> _EXTRACTED TEXT_:

---

Purchasing or selling a business can be a stressful ordeal. The process is complicated, and requires the necessary documentation to be filed accurately and in a timely manner while also guaranteeing both parties’ interests. Having an experienced business attorney in your corner not only ensures that this process is handled correctly, but also protects your business interests along the way. Attorney Sean Robertson and Gateville Real estate, LLC are skilled in the purchasing or selling of businesses, including franchises, and will work with you to protect your interests along the way.

When buying or selling a business, there are essential documents that must be completed accurately. The following are necessary documents to protect you and your business:

• Non-disclosure Agreement
• Letter of Intent
• Asset Purchase Agreement

Naperville, Warrenville, and Wheaton Business Sale Attorneys

What is a Non-Disclosure Agreement?

A non-disclosure agreement is a contract that establishes a confidential relationship between the seller and buyer. This contract legally guarantees information about your business and keeps it from getting into the wrong hands. Within the agreement, confidential information will be defined as well as explained so the purchaser knows the importance of discretion. Generally, it will also provide an allotted period that the information must be kept secret. Without a non-disclosure agreement, there is no legal hold on the spread of information and trade secrets.

---

> _AVAILABLE DATA_:
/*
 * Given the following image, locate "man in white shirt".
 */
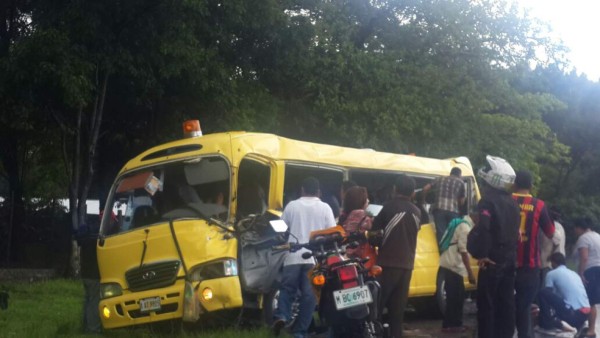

---

Continue the text on buying or selling a business, starting after its last sentence.

> _REPLY TO THE TASK_:
Naperville, Wheaton, and Winfield Letter of Intent Attorneys

What is a Letter of Intent?

A Letter of Intent (LOI) establishes an agreement between the buyer and the seller on key aspects of the sale or purchase of a business. Although it is a non-legally binding proposal, a LOI outlines the sale of a business at a proposed price. A LOI works to protect both parties’ interests in the proceeding negotiations, while also establishing their individual responsibilities. A letter of intent is necessary as:

• The seller guarantees the business will be sold to the agreed upon buyer even if other potential buyers appear in the future
• It gives the buyer confidence that the seller is serious about selling the business
• It increases the likelihood that the deal will go through

When you should create a LOI depends on your individual sale. Hiring an attorney is a good idea to assure you are creating a LOI at the right time.

Naperville and Lisle Asset Purchase Agreement Lawyers

What is an Asset Purchase Agreement?

For whichever reason you choose to buy or sell a business, it is important to have a contract drawn up in order to protect both the seller and the buyer. An asset purchase agreement is a contract that finalizes the terms of a sale. It is a written agreement that determines how assets and liabilities will be treated when a business or franchise is purchased. The agreement will also state which assets will be a part of the transaction.

Although the contract will vary depending on your business or franchise, it must include the price of the sale and the intended payment method. It will allow the buyer an allotted period to inspect the business and withdraw from the deal if the terms of the contract are not upheld.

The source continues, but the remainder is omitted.